PROBLEMS AND TASKS ::
[1] In the review of the novel Octavian Nothing, which battle is described first hand?
[2] Pick up the review of the novel Octavian Nothing after its final sentence and keep writing it.

— start of PAGE EXTRACT —

Eventually, Octavian discovers the truth - he and his mother are slaves, and his privileged lifestyle is no more than another of the Novanglian experiments. His benefactors simply wish to ascertain on which side of the Cartesian dualist divide black people lie. As the Wars of Independence loom ever closer - we are treated to a first hand description of the Battle of Bunker Hill and a second hand one of the Boston Tea Party, both fabulous - and the Novanglians find their patrons less generous, Octavian comes to understand the horrific extent to which bias and greed skew the actions of his interlocutors.

Oh, my gosh, this is a fabulous, fabulous book. Its scope is massive - expounding the murkiness in the birth of the United States, a narrative picaresque in which an unsympathetic-by-circumstance character wins around the reader, a thematic background of sophisticated and imponderable philosophical, scientific and moral questions. Like many of the early novelists from the period in which Octavian Nothing is set, Anderson eschews a traditional narrative. There's just too much going on to cope. Instead, we have multiple viewpoints, epistolatory sections and even times when events become too momentous for words - and instead, we get Tristram Shandyesque crosshatchings and scribblings that replace the action. There is also a great deal owed to Defoe - the Novanglian College is straight out of Gullivers Travels. This satirical element prevents the book from becoming too painful - and I'm sure without it, it would have.

— end of PAGE EXTRACT —
— start of STORED ROWS —

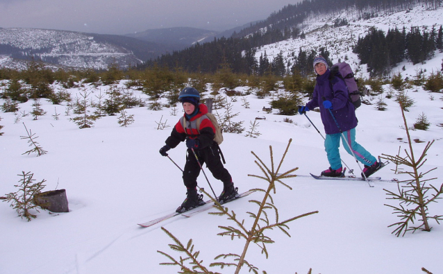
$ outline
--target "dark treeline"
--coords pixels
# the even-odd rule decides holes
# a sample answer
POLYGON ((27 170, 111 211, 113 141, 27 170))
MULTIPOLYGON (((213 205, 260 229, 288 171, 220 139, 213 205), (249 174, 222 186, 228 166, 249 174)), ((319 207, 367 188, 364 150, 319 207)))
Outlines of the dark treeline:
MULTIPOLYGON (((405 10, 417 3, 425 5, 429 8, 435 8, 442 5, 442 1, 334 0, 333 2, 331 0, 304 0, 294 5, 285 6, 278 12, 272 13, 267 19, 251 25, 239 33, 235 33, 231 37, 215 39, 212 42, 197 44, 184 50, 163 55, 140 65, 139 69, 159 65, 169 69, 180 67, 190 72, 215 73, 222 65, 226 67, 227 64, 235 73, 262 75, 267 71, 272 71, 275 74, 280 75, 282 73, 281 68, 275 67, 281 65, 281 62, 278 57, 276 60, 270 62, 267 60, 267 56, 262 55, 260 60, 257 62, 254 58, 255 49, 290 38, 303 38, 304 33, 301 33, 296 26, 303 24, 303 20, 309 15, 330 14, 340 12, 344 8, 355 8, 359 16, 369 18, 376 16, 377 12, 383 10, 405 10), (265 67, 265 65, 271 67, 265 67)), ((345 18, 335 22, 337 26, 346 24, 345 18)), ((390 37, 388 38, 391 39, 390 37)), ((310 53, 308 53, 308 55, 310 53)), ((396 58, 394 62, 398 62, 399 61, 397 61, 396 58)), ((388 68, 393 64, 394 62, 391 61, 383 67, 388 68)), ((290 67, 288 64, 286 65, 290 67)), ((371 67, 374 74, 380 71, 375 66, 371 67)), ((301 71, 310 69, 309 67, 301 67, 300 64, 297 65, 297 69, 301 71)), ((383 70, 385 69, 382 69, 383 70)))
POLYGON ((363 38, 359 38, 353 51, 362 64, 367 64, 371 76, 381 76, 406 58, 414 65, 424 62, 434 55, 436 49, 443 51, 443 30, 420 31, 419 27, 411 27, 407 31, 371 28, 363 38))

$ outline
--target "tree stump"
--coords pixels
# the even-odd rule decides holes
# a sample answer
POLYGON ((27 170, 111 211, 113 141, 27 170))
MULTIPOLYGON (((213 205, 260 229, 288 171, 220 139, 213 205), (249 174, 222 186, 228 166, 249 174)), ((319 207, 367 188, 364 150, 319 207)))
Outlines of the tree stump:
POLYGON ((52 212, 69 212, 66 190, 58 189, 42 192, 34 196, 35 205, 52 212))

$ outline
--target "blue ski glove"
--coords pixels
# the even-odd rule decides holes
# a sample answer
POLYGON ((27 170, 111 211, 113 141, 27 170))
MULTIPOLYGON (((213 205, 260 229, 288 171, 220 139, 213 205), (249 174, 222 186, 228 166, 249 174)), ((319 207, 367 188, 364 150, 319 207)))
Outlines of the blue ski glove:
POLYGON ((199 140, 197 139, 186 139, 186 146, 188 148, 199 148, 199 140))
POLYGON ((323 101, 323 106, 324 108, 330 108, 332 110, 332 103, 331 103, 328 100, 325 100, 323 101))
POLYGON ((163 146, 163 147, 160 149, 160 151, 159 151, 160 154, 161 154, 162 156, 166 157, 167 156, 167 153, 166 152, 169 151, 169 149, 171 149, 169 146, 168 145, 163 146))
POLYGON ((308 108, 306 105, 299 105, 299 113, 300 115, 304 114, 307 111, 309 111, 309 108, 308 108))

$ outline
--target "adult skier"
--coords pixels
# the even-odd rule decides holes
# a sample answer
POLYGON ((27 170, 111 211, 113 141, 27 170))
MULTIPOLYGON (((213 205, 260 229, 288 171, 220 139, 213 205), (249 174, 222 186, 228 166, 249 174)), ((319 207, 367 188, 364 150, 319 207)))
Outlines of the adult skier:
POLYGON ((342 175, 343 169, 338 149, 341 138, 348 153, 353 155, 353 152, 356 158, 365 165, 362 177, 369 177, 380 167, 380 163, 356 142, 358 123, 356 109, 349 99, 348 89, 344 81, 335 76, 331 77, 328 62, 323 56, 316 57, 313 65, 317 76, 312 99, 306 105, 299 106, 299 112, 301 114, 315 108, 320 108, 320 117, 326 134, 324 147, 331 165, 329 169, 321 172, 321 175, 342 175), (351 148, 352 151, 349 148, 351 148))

— end of STORED ROWS —
— start of STORED ROWS —

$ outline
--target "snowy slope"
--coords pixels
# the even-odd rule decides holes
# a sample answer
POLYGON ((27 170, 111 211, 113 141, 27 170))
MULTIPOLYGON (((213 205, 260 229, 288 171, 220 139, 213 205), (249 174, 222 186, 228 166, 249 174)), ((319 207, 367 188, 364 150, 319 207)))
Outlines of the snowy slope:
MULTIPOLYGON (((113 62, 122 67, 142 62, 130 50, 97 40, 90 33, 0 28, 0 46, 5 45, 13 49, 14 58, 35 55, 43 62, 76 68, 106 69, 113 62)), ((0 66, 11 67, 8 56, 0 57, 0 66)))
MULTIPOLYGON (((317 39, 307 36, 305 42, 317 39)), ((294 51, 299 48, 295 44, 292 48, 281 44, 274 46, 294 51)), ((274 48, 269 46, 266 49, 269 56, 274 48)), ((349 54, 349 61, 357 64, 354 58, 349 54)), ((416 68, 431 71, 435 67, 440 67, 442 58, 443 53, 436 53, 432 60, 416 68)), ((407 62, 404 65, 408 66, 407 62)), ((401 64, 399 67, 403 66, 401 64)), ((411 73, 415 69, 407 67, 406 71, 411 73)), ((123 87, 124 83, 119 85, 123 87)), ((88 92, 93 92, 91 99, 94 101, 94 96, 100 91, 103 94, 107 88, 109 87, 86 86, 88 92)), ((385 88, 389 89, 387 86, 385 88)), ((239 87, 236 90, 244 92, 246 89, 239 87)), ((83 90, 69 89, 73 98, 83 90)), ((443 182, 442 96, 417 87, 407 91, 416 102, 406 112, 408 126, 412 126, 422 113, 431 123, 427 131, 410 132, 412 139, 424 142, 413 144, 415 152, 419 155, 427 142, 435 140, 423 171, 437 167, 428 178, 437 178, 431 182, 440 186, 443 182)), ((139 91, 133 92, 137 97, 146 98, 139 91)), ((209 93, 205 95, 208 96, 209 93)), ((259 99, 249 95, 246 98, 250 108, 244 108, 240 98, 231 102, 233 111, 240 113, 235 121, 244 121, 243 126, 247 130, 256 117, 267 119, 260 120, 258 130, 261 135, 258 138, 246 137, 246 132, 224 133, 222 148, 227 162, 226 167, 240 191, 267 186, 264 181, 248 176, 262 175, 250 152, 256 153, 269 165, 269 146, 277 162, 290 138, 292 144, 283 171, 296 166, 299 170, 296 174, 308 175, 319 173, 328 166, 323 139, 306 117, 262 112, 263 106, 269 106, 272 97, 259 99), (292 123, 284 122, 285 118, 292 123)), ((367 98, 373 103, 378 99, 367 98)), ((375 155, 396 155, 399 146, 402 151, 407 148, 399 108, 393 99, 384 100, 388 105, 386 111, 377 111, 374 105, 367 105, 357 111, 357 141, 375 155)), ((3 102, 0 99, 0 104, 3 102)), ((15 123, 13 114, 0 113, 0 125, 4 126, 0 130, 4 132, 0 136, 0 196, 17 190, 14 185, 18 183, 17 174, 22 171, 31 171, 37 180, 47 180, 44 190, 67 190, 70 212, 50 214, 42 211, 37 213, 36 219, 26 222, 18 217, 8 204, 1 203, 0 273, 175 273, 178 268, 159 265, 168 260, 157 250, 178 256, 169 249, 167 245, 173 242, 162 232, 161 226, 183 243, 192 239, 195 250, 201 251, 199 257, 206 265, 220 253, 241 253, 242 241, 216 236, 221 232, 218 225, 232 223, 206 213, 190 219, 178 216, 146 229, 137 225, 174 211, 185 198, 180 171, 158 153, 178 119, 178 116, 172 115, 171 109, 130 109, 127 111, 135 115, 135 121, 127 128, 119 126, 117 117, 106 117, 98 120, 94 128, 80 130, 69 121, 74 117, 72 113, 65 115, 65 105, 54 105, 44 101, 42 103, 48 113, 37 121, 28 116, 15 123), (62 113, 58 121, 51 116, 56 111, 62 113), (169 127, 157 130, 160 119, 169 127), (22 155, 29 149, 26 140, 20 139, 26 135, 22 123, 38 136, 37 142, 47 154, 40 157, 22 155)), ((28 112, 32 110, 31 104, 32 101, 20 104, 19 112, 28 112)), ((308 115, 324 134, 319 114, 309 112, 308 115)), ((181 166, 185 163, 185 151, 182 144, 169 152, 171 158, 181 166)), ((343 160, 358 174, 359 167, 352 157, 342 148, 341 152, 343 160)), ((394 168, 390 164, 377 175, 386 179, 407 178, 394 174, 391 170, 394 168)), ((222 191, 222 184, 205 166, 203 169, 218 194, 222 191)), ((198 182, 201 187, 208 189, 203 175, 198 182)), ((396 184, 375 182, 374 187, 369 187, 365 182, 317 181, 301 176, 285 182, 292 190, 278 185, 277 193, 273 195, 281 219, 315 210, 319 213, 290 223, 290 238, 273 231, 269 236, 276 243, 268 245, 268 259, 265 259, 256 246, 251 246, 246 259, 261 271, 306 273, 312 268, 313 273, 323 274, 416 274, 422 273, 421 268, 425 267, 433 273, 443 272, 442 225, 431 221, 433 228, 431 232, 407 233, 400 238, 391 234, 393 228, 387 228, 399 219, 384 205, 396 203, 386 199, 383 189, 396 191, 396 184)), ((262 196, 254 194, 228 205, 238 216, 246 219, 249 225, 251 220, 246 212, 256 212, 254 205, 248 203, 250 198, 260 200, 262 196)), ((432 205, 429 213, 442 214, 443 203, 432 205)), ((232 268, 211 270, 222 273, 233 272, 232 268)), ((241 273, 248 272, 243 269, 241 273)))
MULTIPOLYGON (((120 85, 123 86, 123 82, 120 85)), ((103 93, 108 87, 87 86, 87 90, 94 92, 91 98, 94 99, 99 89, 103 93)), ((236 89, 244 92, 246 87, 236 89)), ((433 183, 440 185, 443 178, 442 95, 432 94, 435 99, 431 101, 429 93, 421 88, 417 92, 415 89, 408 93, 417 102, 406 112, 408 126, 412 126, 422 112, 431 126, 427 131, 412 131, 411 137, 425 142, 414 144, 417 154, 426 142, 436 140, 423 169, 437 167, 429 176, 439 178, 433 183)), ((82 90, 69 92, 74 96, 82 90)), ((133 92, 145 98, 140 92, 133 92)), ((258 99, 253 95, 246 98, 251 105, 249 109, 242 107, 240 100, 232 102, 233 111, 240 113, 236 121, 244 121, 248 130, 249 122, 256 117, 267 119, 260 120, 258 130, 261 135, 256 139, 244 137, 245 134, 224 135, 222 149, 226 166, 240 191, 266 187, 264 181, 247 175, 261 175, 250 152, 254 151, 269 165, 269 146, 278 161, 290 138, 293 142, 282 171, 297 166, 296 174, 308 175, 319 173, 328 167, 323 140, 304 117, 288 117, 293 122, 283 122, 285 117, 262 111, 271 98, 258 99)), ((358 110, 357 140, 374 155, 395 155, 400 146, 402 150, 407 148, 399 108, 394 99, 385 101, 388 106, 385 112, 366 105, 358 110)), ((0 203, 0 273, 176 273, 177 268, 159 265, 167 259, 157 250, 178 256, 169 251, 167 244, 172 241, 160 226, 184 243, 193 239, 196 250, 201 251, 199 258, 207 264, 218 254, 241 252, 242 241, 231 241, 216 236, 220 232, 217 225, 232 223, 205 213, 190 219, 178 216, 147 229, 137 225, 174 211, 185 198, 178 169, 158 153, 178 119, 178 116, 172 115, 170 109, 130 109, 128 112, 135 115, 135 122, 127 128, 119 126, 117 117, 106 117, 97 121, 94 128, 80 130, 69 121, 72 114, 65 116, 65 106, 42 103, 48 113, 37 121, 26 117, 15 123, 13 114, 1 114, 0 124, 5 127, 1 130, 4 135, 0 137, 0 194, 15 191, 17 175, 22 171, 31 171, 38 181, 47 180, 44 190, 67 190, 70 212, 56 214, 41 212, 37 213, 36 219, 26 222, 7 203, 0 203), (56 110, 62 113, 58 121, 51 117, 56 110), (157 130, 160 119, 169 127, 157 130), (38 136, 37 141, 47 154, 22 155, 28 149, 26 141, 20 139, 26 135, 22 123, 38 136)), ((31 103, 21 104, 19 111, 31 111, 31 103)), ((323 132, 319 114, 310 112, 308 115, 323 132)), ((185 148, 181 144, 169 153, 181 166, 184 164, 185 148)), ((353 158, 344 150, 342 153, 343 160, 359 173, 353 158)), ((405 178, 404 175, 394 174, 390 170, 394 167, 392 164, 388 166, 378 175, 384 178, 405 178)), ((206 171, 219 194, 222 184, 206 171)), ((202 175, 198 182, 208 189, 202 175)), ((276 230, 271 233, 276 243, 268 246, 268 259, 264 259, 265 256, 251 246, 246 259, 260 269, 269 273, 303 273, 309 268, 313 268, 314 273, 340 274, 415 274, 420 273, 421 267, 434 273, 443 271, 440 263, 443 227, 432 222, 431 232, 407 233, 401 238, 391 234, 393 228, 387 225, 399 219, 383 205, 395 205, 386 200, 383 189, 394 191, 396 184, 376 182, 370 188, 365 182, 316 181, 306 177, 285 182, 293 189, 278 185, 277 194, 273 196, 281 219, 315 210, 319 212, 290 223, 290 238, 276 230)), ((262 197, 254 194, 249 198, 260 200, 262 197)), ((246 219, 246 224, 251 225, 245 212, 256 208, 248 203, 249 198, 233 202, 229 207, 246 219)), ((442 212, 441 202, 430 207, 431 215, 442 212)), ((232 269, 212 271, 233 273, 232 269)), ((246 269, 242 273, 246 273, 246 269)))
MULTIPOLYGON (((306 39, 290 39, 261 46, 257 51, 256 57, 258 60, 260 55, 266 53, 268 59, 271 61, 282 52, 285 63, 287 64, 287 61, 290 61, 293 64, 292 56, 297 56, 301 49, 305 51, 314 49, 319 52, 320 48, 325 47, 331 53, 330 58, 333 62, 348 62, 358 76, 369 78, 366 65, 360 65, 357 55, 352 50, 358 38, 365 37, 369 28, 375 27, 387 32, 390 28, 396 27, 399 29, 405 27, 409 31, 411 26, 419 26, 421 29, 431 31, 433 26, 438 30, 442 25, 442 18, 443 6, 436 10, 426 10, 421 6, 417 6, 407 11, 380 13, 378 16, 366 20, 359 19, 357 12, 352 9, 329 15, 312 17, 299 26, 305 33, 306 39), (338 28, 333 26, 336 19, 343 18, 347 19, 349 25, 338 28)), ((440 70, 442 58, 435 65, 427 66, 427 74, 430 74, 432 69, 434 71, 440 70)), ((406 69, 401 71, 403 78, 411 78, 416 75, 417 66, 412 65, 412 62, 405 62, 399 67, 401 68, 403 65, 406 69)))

— end of STORED ROWS —
— start of STORED ROWS —

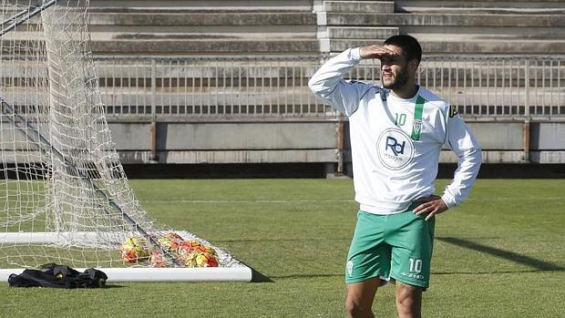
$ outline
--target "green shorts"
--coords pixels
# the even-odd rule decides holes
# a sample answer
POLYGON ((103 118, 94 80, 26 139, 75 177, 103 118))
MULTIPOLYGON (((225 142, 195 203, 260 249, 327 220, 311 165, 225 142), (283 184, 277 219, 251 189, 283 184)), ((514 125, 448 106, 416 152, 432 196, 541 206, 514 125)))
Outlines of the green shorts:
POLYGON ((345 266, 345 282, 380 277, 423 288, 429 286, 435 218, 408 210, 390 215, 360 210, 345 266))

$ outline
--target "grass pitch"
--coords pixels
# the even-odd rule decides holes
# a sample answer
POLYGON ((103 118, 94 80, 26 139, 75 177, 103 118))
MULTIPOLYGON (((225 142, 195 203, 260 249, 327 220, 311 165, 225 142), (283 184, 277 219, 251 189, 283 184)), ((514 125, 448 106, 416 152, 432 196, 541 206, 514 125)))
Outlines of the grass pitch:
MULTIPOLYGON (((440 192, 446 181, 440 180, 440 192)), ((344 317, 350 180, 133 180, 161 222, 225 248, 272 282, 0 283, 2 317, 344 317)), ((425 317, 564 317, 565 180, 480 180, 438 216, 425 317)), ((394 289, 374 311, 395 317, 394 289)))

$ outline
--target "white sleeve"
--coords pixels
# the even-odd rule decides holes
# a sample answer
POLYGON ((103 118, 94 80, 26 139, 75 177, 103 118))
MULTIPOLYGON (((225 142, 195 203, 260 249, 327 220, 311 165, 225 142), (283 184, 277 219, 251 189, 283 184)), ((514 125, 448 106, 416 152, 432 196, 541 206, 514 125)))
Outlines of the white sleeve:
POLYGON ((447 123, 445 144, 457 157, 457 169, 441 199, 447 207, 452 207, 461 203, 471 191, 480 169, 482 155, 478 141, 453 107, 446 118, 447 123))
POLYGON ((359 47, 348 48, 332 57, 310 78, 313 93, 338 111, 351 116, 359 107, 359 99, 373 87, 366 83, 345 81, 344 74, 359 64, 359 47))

— end of STORED ROWS —

ANSWERS GIVEN ::
[1] The Battle of Bunker Hill.

[2]
We see Octavian develop from a tremendously unsympathetic, objective, self-possessed little boy, the product of his "education", into a sentient, thinking, ethical and passionate human being. And Anderson treats this ultimate irony with great delicacy - this child's humanity develops only at the point when the experiment says he has failed and the Novanglians consign him to the wrong side of the dualist divide. The other ironic strand in the book is treated with more vigour - how is it that that those freedom fighters fought for the right to keep slaves?

I absolutely loved Octavian Nothing and cannot recommend it highly enough, but with just one caveat - stylistically, it is extremely challenging. Anderson has used eighteenth century diction and syntax throughout and while this lifts what he has written from the good to the great, it also perhaps restricts Octavian Nothing to those prepared to make an effort. Reluctant readers need not apply.

My thanks to the good people at Walker for sending the book. We also have a review of book two.

Readers might also be interested in what life was like for black people in London just a few years after the Boston Tea Party setting of Octavian Nothing. If so, they could do no better than to look out Jupiter Williams by S I Martin.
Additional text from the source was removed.